All that is needed is every line of the listing below that has "instance".

^^^^^^^^

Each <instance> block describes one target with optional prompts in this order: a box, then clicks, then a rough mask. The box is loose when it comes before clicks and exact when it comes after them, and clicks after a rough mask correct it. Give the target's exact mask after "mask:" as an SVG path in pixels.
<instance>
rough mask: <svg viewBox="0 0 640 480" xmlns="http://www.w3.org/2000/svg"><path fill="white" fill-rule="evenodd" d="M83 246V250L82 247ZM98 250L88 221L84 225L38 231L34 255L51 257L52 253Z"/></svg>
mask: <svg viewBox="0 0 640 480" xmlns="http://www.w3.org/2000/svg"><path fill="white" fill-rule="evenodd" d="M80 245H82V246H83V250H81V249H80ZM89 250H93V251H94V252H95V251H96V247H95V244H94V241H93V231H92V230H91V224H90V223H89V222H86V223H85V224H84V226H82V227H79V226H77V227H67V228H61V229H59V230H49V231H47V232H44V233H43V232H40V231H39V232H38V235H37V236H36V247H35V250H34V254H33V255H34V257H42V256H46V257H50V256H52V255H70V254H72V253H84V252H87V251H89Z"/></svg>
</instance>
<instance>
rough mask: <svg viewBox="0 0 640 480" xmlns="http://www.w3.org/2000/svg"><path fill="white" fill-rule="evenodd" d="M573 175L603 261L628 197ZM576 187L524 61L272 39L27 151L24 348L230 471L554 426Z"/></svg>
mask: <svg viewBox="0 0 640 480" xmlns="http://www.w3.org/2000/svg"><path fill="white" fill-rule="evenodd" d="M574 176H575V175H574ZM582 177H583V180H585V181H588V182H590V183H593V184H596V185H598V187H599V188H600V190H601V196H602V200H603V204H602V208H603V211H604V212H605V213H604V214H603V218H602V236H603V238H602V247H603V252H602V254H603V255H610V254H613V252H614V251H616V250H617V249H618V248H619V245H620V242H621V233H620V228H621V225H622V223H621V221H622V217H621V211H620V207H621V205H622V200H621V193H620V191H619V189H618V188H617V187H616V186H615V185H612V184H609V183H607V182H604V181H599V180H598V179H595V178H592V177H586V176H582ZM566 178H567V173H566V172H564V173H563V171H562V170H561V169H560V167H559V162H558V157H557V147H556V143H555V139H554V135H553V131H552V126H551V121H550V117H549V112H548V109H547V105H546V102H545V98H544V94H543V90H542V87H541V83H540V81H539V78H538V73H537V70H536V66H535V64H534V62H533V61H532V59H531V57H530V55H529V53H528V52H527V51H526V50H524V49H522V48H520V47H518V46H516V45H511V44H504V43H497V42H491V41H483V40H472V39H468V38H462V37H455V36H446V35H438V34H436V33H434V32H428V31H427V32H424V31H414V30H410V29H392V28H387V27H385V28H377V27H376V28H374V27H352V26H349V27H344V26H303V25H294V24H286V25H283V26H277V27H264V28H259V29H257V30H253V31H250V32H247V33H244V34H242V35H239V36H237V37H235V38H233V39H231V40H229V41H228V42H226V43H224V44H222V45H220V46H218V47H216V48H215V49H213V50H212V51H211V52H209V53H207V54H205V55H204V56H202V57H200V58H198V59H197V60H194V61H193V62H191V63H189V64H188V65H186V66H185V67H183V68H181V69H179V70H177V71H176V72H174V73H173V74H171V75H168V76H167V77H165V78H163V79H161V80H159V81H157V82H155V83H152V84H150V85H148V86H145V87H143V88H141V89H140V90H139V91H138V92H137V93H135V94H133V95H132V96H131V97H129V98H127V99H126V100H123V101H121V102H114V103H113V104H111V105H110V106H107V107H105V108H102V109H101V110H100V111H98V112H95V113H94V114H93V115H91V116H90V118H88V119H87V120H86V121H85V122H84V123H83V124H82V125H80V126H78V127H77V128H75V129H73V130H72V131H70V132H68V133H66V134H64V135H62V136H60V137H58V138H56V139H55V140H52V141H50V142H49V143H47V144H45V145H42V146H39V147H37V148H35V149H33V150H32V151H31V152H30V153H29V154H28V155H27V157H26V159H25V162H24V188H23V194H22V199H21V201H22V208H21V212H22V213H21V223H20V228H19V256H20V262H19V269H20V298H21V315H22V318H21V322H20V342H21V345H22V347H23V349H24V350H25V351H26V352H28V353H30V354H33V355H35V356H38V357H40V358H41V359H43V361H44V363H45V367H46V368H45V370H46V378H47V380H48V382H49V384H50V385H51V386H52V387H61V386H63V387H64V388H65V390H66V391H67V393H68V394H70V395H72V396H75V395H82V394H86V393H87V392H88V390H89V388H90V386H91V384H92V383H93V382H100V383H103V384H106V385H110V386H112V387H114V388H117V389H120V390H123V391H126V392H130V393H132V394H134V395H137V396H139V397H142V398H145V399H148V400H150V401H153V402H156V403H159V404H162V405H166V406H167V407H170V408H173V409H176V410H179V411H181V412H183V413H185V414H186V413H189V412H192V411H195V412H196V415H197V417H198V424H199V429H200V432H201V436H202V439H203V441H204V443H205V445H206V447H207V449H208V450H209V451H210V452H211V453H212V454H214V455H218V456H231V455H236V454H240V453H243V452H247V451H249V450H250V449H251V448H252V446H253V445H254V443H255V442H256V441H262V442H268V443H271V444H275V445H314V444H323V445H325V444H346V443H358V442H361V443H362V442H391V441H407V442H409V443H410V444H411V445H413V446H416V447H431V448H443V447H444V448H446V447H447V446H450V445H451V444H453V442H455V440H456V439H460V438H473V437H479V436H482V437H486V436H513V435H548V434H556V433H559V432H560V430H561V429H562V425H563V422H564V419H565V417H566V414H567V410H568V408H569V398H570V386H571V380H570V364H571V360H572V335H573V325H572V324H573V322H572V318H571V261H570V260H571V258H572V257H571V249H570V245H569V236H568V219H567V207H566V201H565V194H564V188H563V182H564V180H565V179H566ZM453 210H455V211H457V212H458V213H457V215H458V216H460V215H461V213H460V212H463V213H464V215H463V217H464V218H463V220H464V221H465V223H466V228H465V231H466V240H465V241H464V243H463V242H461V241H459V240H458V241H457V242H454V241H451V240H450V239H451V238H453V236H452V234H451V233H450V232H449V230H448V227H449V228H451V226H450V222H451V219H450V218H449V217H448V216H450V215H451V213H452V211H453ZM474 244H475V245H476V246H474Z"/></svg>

^^^^^^^^

> [YOUR SOLUTION]
Each <instance> block describes one target with optional prompts in this order: a box, then clicks, then a rough mask. The box is loose when it comes before clicks and exact when it comes after them, and clicks after a rough mask correct it. Give the target's exact mask after "mask:" as an SVG path in pixels.
<instance>
</instance>
<instance>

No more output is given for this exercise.